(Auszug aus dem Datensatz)
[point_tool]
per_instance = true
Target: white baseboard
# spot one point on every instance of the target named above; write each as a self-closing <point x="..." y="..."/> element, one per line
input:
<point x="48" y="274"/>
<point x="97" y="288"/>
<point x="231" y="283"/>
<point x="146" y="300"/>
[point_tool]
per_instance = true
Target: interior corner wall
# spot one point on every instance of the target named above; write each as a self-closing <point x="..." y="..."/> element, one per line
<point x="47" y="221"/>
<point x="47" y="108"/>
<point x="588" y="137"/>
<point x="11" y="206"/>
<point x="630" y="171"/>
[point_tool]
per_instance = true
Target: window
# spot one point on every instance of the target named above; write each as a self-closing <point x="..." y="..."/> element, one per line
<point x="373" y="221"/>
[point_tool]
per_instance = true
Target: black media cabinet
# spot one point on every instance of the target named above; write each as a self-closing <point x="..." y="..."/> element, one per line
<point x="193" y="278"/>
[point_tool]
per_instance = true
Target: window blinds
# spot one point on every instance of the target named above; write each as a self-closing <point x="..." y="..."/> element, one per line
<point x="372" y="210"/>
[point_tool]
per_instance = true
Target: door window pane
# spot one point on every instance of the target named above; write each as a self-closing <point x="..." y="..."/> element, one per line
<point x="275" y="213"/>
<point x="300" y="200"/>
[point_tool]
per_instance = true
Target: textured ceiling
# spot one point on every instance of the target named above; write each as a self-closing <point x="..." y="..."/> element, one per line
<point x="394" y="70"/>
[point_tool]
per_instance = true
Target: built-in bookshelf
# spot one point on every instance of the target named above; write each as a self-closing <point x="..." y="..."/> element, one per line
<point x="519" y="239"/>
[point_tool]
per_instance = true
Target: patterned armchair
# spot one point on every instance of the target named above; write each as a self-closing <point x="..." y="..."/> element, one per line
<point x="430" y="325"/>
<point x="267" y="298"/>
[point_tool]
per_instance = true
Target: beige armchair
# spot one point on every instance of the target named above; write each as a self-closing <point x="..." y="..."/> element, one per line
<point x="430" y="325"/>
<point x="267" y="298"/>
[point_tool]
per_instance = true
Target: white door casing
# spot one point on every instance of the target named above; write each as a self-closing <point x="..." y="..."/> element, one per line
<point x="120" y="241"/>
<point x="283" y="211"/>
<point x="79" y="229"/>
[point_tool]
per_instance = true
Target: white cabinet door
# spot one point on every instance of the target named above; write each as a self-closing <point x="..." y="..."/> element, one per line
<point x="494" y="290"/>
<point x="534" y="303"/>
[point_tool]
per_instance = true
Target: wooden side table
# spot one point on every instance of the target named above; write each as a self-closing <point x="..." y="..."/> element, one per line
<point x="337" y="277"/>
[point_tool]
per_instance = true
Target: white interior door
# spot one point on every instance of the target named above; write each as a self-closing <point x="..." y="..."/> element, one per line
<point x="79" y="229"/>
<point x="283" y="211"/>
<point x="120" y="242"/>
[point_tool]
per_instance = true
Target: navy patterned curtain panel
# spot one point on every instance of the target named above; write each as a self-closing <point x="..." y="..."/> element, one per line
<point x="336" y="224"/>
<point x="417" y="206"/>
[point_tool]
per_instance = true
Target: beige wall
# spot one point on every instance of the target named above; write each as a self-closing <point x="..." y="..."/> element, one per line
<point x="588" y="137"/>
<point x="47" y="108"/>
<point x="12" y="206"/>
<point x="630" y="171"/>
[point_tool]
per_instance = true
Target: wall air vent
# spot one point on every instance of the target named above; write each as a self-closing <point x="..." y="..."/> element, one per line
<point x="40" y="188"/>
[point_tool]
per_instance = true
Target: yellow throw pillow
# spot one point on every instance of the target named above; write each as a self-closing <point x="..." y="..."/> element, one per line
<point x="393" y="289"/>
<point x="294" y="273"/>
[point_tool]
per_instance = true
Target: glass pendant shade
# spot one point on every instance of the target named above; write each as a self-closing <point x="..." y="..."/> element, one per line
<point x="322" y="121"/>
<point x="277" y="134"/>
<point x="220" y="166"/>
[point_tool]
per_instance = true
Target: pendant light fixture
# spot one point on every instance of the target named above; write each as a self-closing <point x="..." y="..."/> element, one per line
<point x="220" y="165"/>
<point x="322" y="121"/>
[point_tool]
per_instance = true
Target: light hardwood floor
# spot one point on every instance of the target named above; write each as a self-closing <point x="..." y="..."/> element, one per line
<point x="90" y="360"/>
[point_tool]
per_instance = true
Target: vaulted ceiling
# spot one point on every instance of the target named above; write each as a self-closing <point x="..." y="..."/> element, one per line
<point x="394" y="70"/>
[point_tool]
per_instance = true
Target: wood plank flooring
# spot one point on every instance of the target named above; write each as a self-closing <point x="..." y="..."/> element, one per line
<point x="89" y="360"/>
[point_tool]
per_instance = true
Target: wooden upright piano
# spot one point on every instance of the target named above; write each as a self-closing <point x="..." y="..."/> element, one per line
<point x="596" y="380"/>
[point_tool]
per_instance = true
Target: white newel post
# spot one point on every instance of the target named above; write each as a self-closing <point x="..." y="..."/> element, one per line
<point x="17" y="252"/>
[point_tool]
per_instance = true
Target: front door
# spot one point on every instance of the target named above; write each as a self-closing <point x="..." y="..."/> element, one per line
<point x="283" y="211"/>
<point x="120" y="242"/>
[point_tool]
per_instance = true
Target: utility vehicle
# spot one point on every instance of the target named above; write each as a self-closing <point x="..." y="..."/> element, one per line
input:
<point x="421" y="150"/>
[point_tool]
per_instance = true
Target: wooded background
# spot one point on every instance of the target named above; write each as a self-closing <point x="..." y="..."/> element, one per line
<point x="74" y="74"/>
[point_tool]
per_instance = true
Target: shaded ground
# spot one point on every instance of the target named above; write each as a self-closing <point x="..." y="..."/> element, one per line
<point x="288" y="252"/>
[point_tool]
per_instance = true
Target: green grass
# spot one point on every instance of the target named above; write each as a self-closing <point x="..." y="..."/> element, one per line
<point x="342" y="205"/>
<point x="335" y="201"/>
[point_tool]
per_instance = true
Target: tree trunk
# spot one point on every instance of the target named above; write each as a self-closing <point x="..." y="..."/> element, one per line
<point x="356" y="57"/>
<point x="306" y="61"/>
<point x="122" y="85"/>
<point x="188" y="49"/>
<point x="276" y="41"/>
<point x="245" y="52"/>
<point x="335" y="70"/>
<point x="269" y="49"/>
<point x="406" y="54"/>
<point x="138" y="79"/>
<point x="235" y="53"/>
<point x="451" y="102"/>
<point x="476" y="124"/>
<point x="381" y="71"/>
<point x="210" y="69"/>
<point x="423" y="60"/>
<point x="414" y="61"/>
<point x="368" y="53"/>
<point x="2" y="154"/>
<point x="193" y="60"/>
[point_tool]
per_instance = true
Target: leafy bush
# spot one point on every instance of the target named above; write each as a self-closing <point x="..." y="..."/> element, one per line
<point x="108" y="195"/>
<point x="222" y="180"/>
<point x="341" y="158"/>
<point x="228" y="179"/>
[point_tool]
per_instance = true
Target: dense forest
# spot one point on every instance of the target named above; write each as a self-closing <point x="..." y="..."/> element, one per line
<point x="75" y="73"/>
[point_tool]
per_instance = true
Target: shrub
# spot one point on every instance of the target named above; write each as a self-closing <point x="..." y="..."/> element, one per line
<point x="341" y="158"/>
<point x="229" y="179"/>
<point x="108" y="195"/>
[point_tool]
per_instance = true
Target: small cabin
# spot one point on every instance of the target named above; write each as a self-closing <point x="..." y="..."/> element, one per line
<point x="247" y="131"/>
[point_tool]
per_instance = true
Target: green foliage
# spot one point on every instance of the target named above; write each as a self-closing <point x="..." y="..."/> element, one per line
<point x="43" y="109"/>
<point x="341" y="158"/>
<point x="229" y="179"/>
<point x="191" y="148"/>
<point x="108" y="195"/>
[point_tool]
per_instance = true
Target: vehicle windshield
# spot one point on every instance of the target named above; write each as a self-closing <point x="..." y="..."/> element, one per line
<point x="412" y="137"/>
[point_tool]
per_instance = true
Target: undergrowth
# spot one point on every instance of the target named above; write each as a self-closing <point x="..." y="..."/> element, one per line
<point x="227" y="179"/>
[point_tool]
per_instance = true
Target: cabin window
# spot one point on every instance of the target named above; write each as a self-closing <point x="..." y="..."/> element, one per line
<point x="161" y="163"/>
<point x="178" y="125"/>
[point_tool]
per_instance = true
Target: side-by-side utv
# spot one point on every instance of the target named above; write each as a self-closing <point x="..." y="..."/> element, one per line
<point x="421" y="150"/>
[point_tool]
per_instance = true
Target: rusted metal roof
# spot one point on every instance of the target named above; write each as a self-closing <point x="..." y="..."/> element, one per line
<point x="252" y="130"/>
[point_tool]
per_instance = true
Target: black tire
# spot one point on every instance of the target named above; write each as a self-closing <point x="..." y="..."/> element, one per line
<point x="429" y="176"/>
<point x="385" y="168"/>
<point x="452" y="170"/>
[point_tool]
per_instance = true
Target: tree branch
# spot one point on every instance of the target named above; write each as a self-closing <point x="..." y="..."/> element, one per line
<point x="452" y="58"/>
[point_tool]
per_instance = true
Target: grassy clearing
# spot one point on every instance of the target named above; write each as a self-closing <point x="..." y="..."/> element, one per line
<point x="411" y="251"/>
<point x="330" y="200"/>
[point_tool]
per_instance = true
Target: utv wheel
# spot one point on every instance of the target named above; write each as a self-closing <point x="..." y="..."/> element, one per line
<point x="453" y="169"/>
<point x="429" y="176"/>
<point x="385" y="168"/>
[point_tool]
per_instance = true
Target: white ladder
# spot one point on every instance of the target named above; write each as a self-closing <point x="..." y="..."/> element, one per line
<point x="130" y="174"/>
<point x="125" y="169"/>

IHRE AUFGABE: Sammeln Sie aus den Einträgen oben alle Zeilen, in denen das Wort „cabinet“ vorkommt. Geben Sie diese Zeilen unverändert wieder.

ERWARTETE ANTWORT:
Target: black media cabinet
Target: white cabinet door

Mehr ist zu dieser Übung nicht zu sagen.